GIVEN PROBLEM:
Starting with the line that contains "pipe --coords pixels", set down each line through the end of the entries below, exactly and with nothing added.
▼
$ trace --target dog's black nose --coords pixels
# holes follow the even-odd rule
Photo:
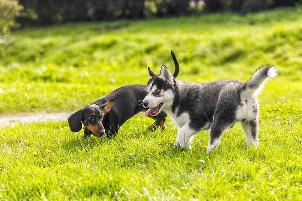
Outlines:
[[[144,108],[147,108],[148,104],[149,104],[148,102],[147,102],[147,101],[144,101],[143,102],[142,102],[142,106]]]

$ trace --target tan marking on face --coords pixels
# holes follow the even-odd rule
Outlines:
[[[99,135],[99,127],[96,124],[95,125],[92,125],[89,124],[88,125],[86,126],[86,128],[89,131],[91,131],[92,133],[95,135]]]

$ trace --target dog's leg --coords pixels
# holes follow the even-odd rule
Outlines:
[[[180,146],[180,148],[191,149],[191,143],[193,141],[194,135],[197,131],[192,129],[189,123],[178,129],[177,138],[175,141],[175,145]]]
[[[154,131],[158,127],[160,127],[162,130],[165,130],[165,118],[164,118],[164,120],[163,120],[163,118],[162,117],[157,117],[154,119],[155,120],[155,121],[151,125],[151,126],[149,127],[149,130],[152,131]]]
[[[207,153],[209,153],[220,143],[220,138],[224,130],[234,124],[232,118],[226,118],[222,115],[214,115],[215,118],[211,124],[210,129],[210,140],[208,144]]]
[[[257,118],[254,120],[248,122],[242,122],[241,125],[244,131],[247,140],[247,147],[248,149],[250,146],[258,146],[259,139],[258,138],[258,128]]]

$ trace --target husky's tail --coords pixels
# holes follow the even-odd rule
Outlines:
[[[264,84],[270,78],[277,75],[277,70],[274,66],[265,66],[258,69],[249,81],[245,82],[240,88],[240,95],[243,98],[251,98],[261,92]]]

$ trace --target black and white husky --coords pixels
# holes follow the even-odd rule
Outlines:
[[[247,146],[257,146],[258,104],[256,97],[265,82],[277,75],[276,68],[260,68],[247,82],[224,80],[192,83],[175,79],[163,65],[156,75],[149,67],[150,79],[143,105],[149,108],[146,116],[156,115],[164,110],[178,127],[175,145],[191,149],[194,135],[210,130],[207,152],[220,143],[223,131],[241,122]]]

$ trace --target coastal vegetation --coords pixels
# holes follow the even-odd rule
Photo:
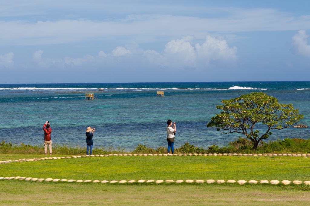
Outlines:
[[[239,137],[237,140],[230,142],[222,147],[214,145],[207,148],[199,147],[186,142],[179,148],[175,148],[176,153],[310,153],[310,139],[286,138],[282,140],[268,142],[261,141],[256,150],[253,149],[253,143],[246,138]],[[84,154],[86,148],[79,145],[70,144],[61,145],[53,144],[53,153],[55,154]],[[94,154],[119,154],[124,153],[137,153],[149,154],[164,154],[167,153],[166,148],[161,146],[156,149],[151,148],[144,145],[139,144],[133,151],[126,151],[120,147],[114,148],[111,146],[93,148]],[[0,143],[0,154],[41,154],[44,153],[42,145],[32,146],[22,143],[19,144],[6,143],[4,141]]]
[[[262,92],[223,100],[222,103],[223,105],[216,106],[220,112],[212,117],[207,126],[222,133],[244,135],[253,142],[254,150],[262,140],[272,134],[271,131],[288,128],[303,118],[292,104],[279,104],[276,98]],[[262,134],[259,135],[259,130],[255,129],[255,126],[256,128],[262,125],[265,128]]]

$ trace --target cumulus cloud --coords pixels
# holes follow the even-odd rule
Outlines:
[[[306,31],[300,30],[292,37],[291,51],[294,53],[307,57],[310,57],[310,45],[308,45],[307,39],[309,36]]]
[[[230,47],[224,39],[208,36],[201,44],[197,44],[193,46],[192,42],[194,39],[194,36],[188,36],[171,40],[167,43],[161,53],[154,50],[144,50],[136,44],[134,47],[131,45],[126,48],[117,47],[107,54],[100,51],[96,56],[87,55],[82,58],[67,57],[61,59],[43,57],[43,52],[39,50],[33,53],[33,61],[42,67],[78,66],[93,63],[97,65],[124,64],[126,66],[131,65],[141,68],[151,65],[152,67],[193,69],[205,68],[211,60],[225,62],[233,61],[238,58],[237,48],[234,46]],[[120,58],[123,56],[126,58]]]
[[[123,47],[117,47],[116,48],[112,51],[112,54],[114,57],[119,57],[125,55],[126,54],[131,54],[131,52],[127,50]]]
[[[12,66],[14,64],[13,57],[14,54],[13,52],[10,52],[2,55],[0,54],[0,66],[3,67]]]

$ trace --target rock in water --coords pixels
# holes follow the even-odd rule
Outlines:
[[[295,128],[308,128],[308,126],[302,124],[298,124],[297,125],[294,126],[293,127],[294,127]]]

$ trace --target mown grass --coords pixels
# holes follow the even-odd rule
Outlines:
[[[0,181],[2,205],[305,205],[305,186],[132,185]]]
[[[8,159],[9,155],[3,155],[0,159]],[[11,159],[26,158],[14,156]],[[28,155],[27,158],[31,157]],[[2,177],[76,180],[211,179],[303,181],[310,180],[309,171],[310,158],[293,157],[113,156],[0,165]]]

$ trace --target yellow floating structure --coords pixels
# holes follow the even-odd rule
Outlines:
[[[163,97],[164,96],[164,91],[157,91],[157,95],[156,95],[157,97]]]
[[[94,99],[93,94],[85,94],[85,99],[93,100]]]

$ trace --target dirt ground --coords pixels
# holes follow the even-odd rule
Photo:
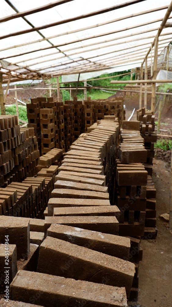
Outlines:
[[[172,306],[172,231],[168,222],[159,217],[169,212],[170,166],[160,159],[154,160],[158,235],[155,240],[141,241],[143,255],[139,266],[138,300],[129,302],[129,306]]]

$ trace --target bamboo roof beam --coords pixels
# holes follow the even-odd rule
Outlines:
[[[57,6],[63,4],[64,3],[65,3],[67,2],[70,2],[73,1],[73,0],[58,0],[58,1],[55,1],[55,2],[52,2],[49,3],[48,4],[46,4],[46,5],[43,5],[31,10],[24,11],[23,12],[17,13],[16,14],[12,14],[11,15],[8,15],[5,17],[2,17],[1,18],[0,18],[0,22],[4,22],[5,21],[11,20],[12,19],[16,18],[24,17],[27,16],[27,15],[31,15],[31,14],[38,13],[39,12],[42,12],[46,10],[51,9],[55,6]]]
[[[171,39],[170,40],[170,41],[171,41]],[[162,43],[162,44],[165,44],[165,43]],[[145,45],[148,45],[148,44],[149,44],[149,43],[148,43],[147,44],[140,44],[140,45],[137,45],[136,46],[132,46],[131,47],[129,47],[128,48],[128,49],[132,49],[133,48],[135,48],[136,47],[139,47],[139,46],[141,46]],[[160,44],[160,45],[161,45],[161,44]],[[106,52],[106,53],[103,53],[103,54],[100,54],[100,55],[99,55],[98,56],[97,56],[94,55],[94,56],[90,56],[89,58],[82,58],[82,59],[80,59],[80,60],[77,59],[77,60],[72,60],[71,61],[70,61],[69,62],[69,63],[64,63],[63,62],[62,62],[62,63],[59,63],[59,64],[54,64],[53,65],[49,65],[49,66],[46,66],[46,67],[42,67],[42,68],[37,68],[37,69],[33,70],[32,71],[32,72],[36,72],[38,71],[40,72],[41,72],[42,70],[45,70],[45,69],[48,69],[48,68],[52,68],[52,67],[60,67],[60,66],[64,66],[64,65],[68,65],[68,64],[73,64],[74,63],[76,63],[76,62],[77,63],[77,62],[80,62],[80,61],[81,61],[88,60],[89,59],[94,58],[95,58],[95,57],[96,57],[97,58],[99,57],[100,56],[104,56],[104,55],[106,55],[107,54],[111,54],[111,53],[114,53],[115,52],[119,52],[119,51],[122,51],[123,50],[123,49],[121,49],[118,50],[115,50],[114,51],[109,51],[108,52]],[[103,59],[103,60],[104,60],[104,59]],[[41,73],[40,72],[40,73]],[[20,74],[19,74],[19,75],[20,75]]]
[[[169,33],[169,35],[171,35],[172,34],[172,33]],[[154,36],[152,36],[148,37],[146,37],[146,38],[145,38],[145,37],[142,37],[141,39],[140,39],[140,40],[143,40],[143,39],[149,39],[149,38],[153,38],[154,37]],[[168,39],[168,38],[167,38],[167,40],[168,39]],[[164,39],[163,40],[165,40],[165,39]],[[93,49],[87,49],[87,50],[83,50],[83,51],[82,50],[82,51],[79,51],[78,52],[74,52],[73,53],[70,53],[69,55],[66,55],[65,56],[61,56],[61,57],[56,57],[55,58],[53,58],[52,59],[52,58],[50,58],[50,59],[48,59],[48,60],[47,60],[47,60],[43,60],[43,61],[39,61],[38,62],[37,62],[36,63],[35,62],[35,63],[33,63],[31,64],[27,64],[27,65],[24,65],[24,66],[23,66],[22,68],[30,68],[31,66],[34,66],[34,65],[36,65],[37,64],[40,64],[41,63],[45,63],[45,62],[49,62],[49,61],[50,61],[55,60],[58,60],[59,59],[62,59],[62,58],[64,58],[64,57],[68,57],[69,56],[72,56],[72,55],[76,55],[76,54],[79,54],[80,53],[84,53],[85,52],[90,52],[90,51],[93,51],[93,50],[98,50],[98,49],[102,49],[102,48],[108,48],[108,47],[112,47],[112,46],[115,46],[115,45],[120,45],[121,44],[126,44],[126,44],[127,44],[128,43],[130,42],[133,42],[133,41],[136,41],[135,40],[130,40],[128,41],[125,41],[120,42],[119,43],[116,43],[115,44],[114,44],[114,44],[111,44],[109,45],[106,45],[105,46],[104,46],[104,46],[101,46],[100,47],[96,47],[96,48],[93,48]],[[96,45],[97,44],[101,44],[101,43],[102,43],[99,42],[98,43],[97,43],[97,44],[93,44],[92,45]],[[87,47],[86,46],[84,46],[84,47],[82,47],[82,49],[83,49],[83,48],[85,48],[85,47]],[[76,49],[81,49],[80,47],[77,47],[77,48],[75,48],[75,49],[74,48],[74,49],[67,49],[66,50],[63,50],[63,52],[66,52],[68,51],[71,51],[71,50],[76,50]],[[57,54],[57,53],[60,53],[60,52],[56,52],[56,54]],[[46,56],[48,56],[48,55],[47,55]],[[45,55],[44,56],[46,56]],[[32,59],[31,59],[32,60]],[[9,64],[9,65],[14,65],[14,64],[16,64],[17,63],[10,63]],[[19,70],[19,69],[21,69],[21,68],[20,68],[19,67],[18,68],[16,68],[15,69],[13,69],[13,71],[16,71],[16,70]]]
[[[155,38],[153,43],[152,43],[152,48],[155,45],[155,44],[156,41],[156,38],[158,38],[159,36],[160,35],[160,34],[161,33],[161,32],[162,32],[163,29],[164,28],[164,27],[165,26],[166,24],[167,21],[169,19],[170,14],[171,14],[171,13],[172,11],[172,1],[171,1],[170,3],[168,8],[167,11],[166,13],[165,16],[164,16],[164,18],[163,19],[163,21],[162,21],[161,24],[158,30],[158,33],[157,33],[157,34],[156,37]],[[145,57],[145,58],[143,61],[143,62],[142,63],[143,65],[145,61],[145,59],[148,56],[150,53],[151,51],[151,47],[150,47],[149,49],[149,50],[148,51],[147,54],[146,54],[146,55]]]
[[[56,21],[56,22],[49,24],[48,25],[44,25],[38,27],[35,27],[32,29],[27,29],[25,30],[19,31],[17,32],[15,32],[12,33],[10,33],[8,35],[5,34],[5,35],[0,37],[0,40],[4,38],[6,38],[7,37],[11,37],[12,36],[16,36],[22,34],[26,34],[26,33],[30,33],[31,32],[33,32],[34,31],[37,31],[40,30],[42,30],[43,29],[46,29],[48,28],[50,28],[51,27],[54,27],[55,26],[59,25],[61,25],[64,24],[64,23],[70,22],[72,21],[75,21],[76,19],[78,20],[79,19],[83,19],[88,18],[88,17],[95,16],[100,14],[103,14],[104,13],[107,13],[110,11],[112,11],[115,10],[117,10],[118,9],[120,9],[123,7],[125,7],[132,4],[136,4],[139,3],[140,2],[142,2],[143,1],[145,1],[146,0],[131,0],[131,1],[129,1],[128,2],[123,3],[122,4],[115,5],[113,6],[107,8],[106,9],[103,9],[102,10],[100,10],[94,12],[92,12],[90,13],[85,14],[82,15],[80,15],[79,16],[75,16],[75,17],[72,17],[71,18],[69,18],[68,19],[64,19],[63,20],[61,20],[60,21]]]
[[[71,0],[72,1],[72,0]],[[145,11],[144,12],[139,12],[138,13],[136,13],[135,14],[130,14],[130,15],[128,15],[127,16],[125,16],[124,17],[119,17],[119,18],[116,18],[114,19],[113,19],[112,20],[109,20],[106,21],[105,22],[101,22],[99,24],[97,24],[95,25],[93,25],[90,26],[89,26],[88,27],[85,27],[84,28],[82,28],[80,29],[76,29],[75,30],[73,30],[73,31],[70,31],[68,32],[65,32],[64,33],[61,33],[60,34],[57,34],[55,35],[53,35],[51,36],[49,36],[45,38],[42,38],[41,39],[37,40],[36,41],[33,41],[31,42],[29,42],[27,43],[24,43],[23,44],[20,44],[19,45],[15,45],[14,46],[11,46],[10,47],[7,47],[6,48],[3,48],[2,49],[0,49],[0,51],[3,51],[5,50],[8,50],[9,49],[11,49],[14,48],[17,48],[19,47],[21,47],[22,46],[25,46],[26,45],[29,45],[30,44],[35,44],[35,43],[40,42],[41,41],[46,40],[49,40],[52,38],[54,38],[56,37],[59,37],[59,36],[61,36],[63,35],[66,35],[66,34],[71,34],[74,33],[76,33],[77,32],[80,32],[81,31],[83,31],[85,30],[88,30],[89,29],[92,29],[94,28],[97,27],[99,26],[101,26],[102,25],[105,25],[108,24],[110,23],[112,23],[113,22],[115,22],[116,21],[119,21],[121,20],[123,20],[125,19],[127,19],[129,18],[130,18],[132,17],[135,17],[137,16],[139,16],[140,15],[144,15],[145,14],[147,14],[149,13],[152,13],[153,12],[157,11],[158,11],[161,10],[165,10],[166,9],[167,9],[168,7],[168,6],[162,6],[160,7],[157,8],[156,9],[152,9],[152,10],[148,10],[146,11]],[[7,17],[8,17],[8,16]],[[156,29],[156,30],[158,30],[158,28]]]
[[[172,16],[170,17],[170,18],[172,18]],[[0,60],[4,60],[5,59],[9,58],[10,58],[15,57],[16,56],[20,56],[23,55],[24,54],[27,54],[28,53],[32,53],[33,52],[35,52],[38,51],[40,51],[42,50],[46,50],[48,49],[52,49],[52,48],[56,48],[56,47],[61,47],[63,46],[65,46],[66,45],[69,45],[70,44],[74,44],[75,43],[78,43],[80,42],[83,41],[85,40],[86,40],[88,39],[90,39],[92,38],[95,38],[96,37],[100,37],[105,36],[107,35],[110,35],[111,34],[114,34],[115,33],[119,33],[120,32],[122,32],[123,31],[127,31],[128,30],[130,30],[132,29],[135,29],[136,28],[139,28],[140,27],[144,26],[145,25],[148,25],[150,24],[154,23],[156,22],[157,22],[159,21],[162,21],[162,18],[159,18],[159,19],[156,19],[155,20],[151,20],[149,21],[147,21],[146,22],[144,22],[143,23],[140,24],[139,25],[135,25],[131,26],[130,27],[128,27],[127,28],[123,28],[122,29],[119,29],[116,31],[114,31],[114,30],[113,31],[111,31],[109,32],[106,32],[105,33],[100,33],[98,34],[97,34],[96,35],[93,35],[92,36],[90,37],[85,37],[84,38],[82,38],[81,39],[79,39],[78,40],[76,40],[75,41],[73,41],[72,42],[68,42],[66,43],[63,43],[61,44],[58,44],[58,45],[54,45],[53,46],[50,46],[47,47],[44,47],[42,48],[39,48],[37,49],[35,49],[34,50],[30,50],[29,51],[25,52],[23,52],[20,54],[14,54],[12,55],[9,55],[6,56],[4,56],[3,57],[1,57],[0,58]],[[151,29],[149,30],[149,32],[151,32]],[[131,36],[131,35],[130,35],[129,36]]]

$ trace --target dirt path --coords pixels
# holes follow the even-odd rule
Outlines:
[[[156,159],[154,163],[158,235],[156,240],[142,240],[143,255],[139,266],[138,301],[129,305],[172,307],[172,232],[168,222],[159,217],[169,211],[170,165]]]

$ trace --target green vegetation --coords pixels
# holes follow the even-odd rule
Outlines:
[[[172,141],[164,139],[158,140],[155,144],[155,147],[156,148],[160,148],[164,150],[171,150],[172,149]]]
[[[27,110],[26,108],[22,106],[18,106],[19,117],[20,119],[28,122],[27,117]],[[8,107],[5,108],[6,115],[16,115],[16,106],[14,104],[12,107]],[[1,111],[0,111],[0,114]]]
[[[116,78],[114,78],[114,77],[110,77],[108,78],[108,79],[102,79],[101,78],[104,78],[106,77],[111,77],[112,76],[117,76],[118,75],[121,75],[124,73],[127,73],[127,72],[130,73],[130,70],[129,70],[128,71],[125,71],[123,72],[114,72],[111,74],[105,74],[104,75],[102,75],[101,76],[95,77],[94,78],[93,78],[93,80],[91,81],[87,81],[87,83],[88,84],[90,84],[92,86],[101,86],[102,87],[104,87],[105,86],[113,86],[115,89],[116,89],[116,91],[117,91],[118,88],[119,89],[120,88],[121,89],[123,89],[125,85],[126,85],[126,84],[111,84],[111,81],[112,80],[116,80],[118,81],[121,80],[122,80],[123,81],[130,80],[130,75],[129,75],[129,76],[121,76],[119,77],[117,77]],[[135,73],[133,73],[133,80],[135,80]],[[55,77],[46,80],[45,80],[45,82],[47,84],[49,85],[51,84],[51,85],[52,87],[57,88],[57,86],[56,78]],[[73,82],[71,83],[61,83],[61,77],[59,77],[59,82],[60,84],[60,84],[60,86],[62,87],[66,86],[67,87],[69,87],[70,86],[70,85],[71,85],[71,87],[76,87],[77,84],[77,82]],[[78,85],[79,86],[83,86],[84,85],[83,82],[83,81],[79,82]],[[117,85],[118,87],[120,87],[115,88],[115,85]],[[108,91],[110,92],[112,91],[111,91],[111,90],[110,89],[107,89],[107,90]],[[114,94],[116,92],[115,91],[114,92],[113,91],[113,93],[114,93]],[[61,91],[60,92],[61,94],[62,94],[63,100],[64,101],[65,100],[69,100],[70,99],[70,95],[69,91],[63,90],[63,91]],[[72,90],[72,97],[73,98],[74,96],[75,95],[75,92],[76,90]],[[92,89],[91,87],[90,87],[90,88],[87,89],[87,97],[91,97],[91,99],[107,99],[108,97],[109,97],[110,96],[113,95],[113,93],[107,93],[106,92],[100,90]],[[57,90],[55,90],[54,91],[53,90],[53,93],[55,95],[57,95]],[[84,99],[84,95],[83,90],[79,89],[78,90],[77,97],[78,98],[78,100],[83,100]]]

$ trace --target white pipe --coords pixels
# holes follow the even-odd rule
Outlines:
[[[130,117],[128,119],[128,122],[129,122],[129,121],[131,119],[131,118],[132,116],[133,116],[133,114],[134,114],[134,112],[135,111],[135,108],[134,108],[134,110],[133,110],[133,112],[132,112],[132,114],[131,114],[131,116],[130,116]]]
[[[15,99],[15,100],[16,100],[15,98],[14,98],[14,99]],[[21,100],[19,100],[19,99],[17,99],[17,100],[18,102],[19,102],[20,103],[21,103],[21,104],[23,104],[24,106],[26,105],[26,103],[23,102],[23,101],[21,101]]]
▲
COMPLETED EXERCISE:
$ trace --target white pipe --coords pixels
# holes follow the even-odd rule
Outlines:
[[[130,117],[128,119],[128,122],[129,122],[129,121],[131,119],[131,118],[132,116],[133,116],[133,114],[134,114],[134,112],[135,111],[135,108],[134,108],[134,110],[133,110],[133,112],[132,112],[132,114],[131,114],[131,116],[130,116]]]
[[[15,99],[15,100],[16,100],[15,98],[14,98],[14,99]],[[21,100],[19,100],[19,99],[17,99],[17,100],[18,102],[19,102],[20,103],[21,103],[21,104],[23,104],[24,106],[26,105],[26,103],[23,102],[23,101],[21,101]]]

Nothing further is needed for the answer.